§ Extrait à lire
================
Nous avons également publié des recueils d’articles thématiques. En 2010, en France, il y a eu une saison turque suite à l’année de l’Arménie (2006). Dans la programmation, le gouvernement turc a appliqué sa grille de lecture kémaliste et primaire, où tout ce qui est ottoman est turc, ce qui est de la pure idéologie… De ce fait, j’ai invité plusieurs spécialistes à traiter de certains sujets sur l’apport de la minorité arménienne au rayonnement ottoman et me réservant la question de l’architecture et des architectes arméniens. Ce fut un beau volume, traduit, dès 2011, en turc chez un éditeur académique, grâce à la Fondation C. Gulbenkian. Puis en 2017, il fallait célébrer dignement le 300ème anniversaire de la fondation de la Congrégation des Pères Mékhitaristes par Mékhitar de Sébaste (1676–1749). Ces Pères catholiques arméniens ont joué un rôle essentiel dans la transmission de la modernité européenne au peuple arménien alors écrasé par la nuit turque, mais aussi dans le développement de l’étude de la langue arménienne occidentale moderne et encore à l’essor des écoles en diaspora. Mes relations cordiales avec Mgr. L. Zekiyan, le délégué pontifical pour cet ordre, nous ont permis d’organiser une série d’articles publiés dans les Nouvelles d’Arménie durant l’année 2017 puis réunis dans un très beau volume ainsi que trois journées d’étude en France, notamment grâce aux capacités d’organisation et au dévouement d’Ara Aharonian, un homme dévoué à son Église comme j’en connais peu.
Enfin, nous avons une dizaine d’écoles arméniennes, en France, dont trois ont été érigées grâce à l’énergie et la conscience éminente du vénéré Mgr. N. Zakarian. Le besoin a émergé au sein de l’école de Lyon d’avoir une sorte de manuel sur l’histoire de la géographie de l’Arménie, dans son contexte moyen-oriental. C’est la raison qui nous a amené à diriger un atlas de l’Arménie qui, en une vingtaine de cartes commentées, pose la base essentielle de la compréhension de la culture arménienne et de son développement. Nous travaillons actuellement à la 6ème édition de cet ouvrage. Jacques Hagopian, en concertation avec le directeur, X. Giroux, est en charge depuis des années du subtil équilibre consistant à faire de cette école un établissement d’excellence où la transmission de la culture arménienne est assurée et dynamique.
================
§ Travail à faire
D'après l'extrait à lire, combien de cartes commentées l'atlas de l'Arménie contient-il ?
================
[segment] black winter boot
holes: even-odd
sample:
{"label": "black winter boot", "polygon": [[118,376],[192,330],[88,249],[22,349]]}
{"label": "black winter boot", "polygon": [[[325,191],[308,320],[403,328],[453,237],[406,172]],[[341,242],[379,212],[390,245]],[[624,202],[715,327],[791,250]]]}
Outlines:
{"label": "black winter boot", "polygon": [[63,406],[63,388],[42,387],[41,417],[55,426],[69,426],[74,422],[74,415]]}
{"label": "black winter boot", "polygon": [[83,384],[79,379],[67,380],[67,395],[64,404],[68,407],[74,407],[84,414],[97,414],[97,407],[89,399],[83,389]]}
================
§ Réponse rédigée
L'atlas contient une vingtaine de cartes commentées.